Information provided -
------------------------

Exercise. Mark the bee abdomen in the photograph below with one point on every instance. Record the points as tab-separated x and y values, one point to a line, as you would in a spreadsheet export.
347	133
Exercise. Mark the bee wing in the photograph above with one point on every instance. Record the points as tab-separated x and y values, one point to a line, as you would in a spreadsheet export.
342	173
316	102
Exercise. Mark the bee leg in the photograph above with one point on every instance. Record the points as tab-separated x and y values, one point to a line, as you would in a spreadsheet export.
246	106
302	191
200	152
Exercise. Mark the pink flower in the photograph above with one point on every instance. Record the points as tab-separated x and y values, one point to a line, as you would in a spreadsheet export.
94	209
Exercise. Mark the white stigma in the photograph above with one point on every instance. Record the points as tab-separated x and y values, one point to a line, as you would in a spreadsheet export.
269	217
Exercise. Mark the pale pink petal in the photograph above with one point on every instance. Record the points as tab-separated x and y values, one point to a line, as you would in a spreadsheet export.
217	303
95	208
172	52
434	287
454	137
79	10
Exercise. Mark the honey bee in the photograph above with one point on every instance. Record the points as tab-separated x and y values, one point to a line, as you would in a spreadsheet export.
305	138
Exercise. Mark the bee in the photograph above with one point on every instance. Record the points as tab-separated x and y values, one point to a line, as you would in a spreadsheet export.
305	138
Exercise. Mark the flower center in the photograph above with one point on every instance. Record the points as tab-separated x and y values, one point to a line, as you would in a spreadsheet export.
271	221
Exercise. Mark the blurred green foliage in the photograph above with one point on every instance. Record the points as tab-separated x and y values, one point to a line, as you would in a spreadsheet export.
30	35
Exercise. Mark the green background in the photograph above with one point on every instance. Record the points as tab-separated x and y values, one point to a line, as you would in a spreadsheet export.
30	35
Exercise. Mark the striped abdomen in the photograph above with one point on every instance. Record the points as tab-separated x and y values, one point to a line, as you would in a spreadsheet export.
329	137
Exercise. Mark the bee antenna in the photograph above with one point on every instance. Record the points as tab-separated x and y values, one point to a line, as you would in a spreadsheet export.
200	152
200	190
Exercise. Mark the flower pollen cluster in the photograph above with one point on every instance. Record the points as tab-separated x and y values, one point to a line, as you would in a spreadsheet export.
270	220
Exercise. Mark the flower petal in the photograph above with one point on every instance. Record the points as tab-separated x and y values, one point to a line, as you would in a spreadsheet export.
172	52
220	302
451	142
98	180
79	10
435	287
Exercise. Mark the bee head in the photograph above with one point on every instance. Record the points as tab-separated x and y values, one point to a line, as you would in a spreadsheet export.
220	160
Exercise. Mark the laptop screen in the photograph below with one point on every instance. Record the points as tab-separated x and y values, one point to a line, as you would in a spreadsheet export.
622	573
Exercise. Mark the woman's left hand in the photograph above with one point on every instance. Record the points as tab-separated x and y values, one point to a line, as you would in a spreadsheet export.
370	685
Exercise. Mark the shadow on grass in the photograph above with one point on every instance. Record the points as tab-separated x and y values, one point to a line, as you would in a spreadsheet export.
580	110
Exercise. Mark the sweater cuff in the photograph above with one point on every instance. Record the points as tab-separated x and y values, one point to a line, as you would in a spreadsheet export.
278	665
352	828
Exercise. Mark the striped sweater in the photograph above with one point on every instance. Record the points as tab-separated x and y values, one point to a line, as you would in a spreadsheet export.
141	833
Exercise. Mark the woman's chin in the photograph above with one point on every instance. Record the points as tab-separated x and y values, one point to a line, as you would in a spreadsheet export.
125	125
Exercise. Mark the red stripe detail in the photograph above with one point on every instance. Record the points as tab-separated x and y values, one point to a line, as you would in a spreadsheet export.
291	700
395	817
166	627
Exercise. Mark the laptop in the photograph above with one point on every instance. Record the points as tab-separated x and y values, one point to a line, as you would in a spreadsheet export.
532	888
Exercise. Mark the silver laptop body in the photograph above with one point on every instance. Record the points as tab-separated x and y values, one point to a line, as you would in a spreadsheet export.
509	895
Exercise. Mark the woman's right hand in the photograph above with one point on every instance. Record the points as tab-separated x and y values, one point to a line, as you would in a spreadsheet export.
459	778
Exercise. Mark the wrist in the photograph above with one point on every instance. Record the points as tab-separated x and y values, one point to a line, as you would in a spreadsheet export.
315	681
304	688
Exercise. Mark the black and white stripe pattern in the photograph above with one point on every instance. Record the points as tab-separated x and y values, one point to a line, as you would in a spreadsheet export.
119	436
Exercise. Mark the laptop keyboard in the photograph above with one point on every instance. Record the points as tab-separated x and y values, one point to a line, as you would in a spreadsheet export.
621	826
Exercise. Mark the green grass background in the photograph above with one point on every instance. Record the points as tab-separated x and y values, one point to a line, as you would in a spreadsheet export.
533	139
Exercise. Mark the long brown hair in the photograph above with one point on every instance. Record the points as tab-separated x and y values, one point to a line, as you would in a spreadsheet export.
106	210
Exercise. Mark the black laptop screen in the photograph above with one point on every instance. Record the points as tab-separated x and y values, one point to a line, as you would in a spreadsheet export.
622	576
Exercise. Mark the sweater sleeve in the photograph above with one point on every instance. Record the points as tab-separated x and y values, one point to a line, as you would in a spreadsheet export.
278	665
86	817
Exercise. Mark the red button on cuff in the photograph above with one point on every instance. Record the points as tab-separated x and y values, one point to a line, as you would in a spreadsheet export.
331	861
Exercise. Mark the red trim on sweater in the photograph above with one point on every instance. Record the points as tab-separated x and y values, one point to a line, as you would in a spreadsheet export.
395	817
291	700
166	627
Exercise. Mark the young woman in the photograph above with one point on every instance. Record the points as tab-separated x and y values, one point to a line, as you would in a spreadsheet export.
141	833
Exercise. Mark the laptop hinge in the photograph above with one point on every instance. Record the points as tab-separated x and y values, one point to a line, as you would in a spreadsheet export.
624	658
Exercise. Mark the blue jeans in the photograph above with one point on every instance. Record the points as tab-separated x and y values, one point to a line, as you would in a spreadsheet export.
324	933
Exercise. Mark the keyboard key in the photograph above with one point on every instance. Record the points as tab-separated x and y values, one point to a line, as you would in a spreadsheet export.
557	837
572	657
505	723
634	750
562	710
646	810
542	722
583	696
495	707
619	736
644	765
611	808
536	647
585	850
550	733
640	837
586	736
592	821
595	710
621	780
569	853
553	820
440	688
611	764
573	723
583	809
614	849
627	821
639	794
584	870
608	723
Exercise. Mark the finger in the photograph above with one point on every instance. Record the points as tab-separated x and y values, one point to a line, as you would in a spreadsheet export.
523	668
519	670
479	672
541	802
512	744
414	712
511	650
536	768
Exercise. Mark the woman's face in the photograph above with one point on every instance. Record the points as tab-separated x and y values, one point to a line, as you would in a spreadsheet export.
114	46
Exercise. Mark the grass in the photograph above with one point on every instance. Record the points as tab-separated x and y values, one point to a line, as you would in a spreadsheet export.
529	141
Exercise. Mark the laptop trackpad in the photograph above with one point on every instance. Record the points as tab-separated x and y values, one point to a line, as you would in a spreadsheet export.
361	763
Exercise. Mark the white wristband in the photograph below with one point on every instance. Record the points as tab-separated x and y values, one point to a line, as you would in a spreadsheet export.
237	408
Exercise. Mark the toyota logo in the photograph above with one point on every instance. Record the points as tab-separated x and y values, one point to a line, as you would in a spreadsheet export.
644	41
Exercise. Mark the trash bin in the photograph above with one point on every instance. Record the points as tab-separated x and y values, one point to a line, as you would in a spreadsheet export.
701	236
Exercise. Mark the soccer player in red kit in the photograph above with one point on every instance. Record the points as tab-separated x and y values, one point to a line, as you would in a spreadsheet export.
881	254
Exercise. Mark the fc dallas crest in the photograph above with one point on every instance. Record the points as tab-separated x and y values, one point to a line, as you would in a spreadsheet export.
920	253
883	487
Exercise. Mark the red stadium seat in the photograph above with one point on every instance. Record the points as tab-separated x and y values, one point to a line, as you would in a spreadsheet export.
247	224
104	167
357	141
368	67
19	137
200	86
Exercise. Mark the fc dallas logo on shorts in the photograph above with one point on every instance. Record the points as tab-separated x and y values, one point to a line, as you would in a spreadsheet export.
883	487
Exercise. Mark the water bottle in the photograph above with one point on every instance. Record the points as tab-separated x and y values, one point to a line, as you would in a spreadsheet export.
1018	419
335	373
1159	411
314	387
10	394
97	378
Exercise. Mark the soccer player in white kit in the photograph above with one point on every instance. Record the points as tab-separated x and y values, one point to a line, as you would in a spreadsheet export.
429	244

------------------------

Given instruction -
Reproduce the lines verbatim, starting at the line that contains "Exercise. Mark the soccer player in white" and ending with the final line of the records.

Solution to this problem -
Exercise. Mark the soccer player in white kit in the photograph above with one point on every instance. Record the points as tab-separated x and y values, one point to a line, as you would in a spreadsheet export.
429	244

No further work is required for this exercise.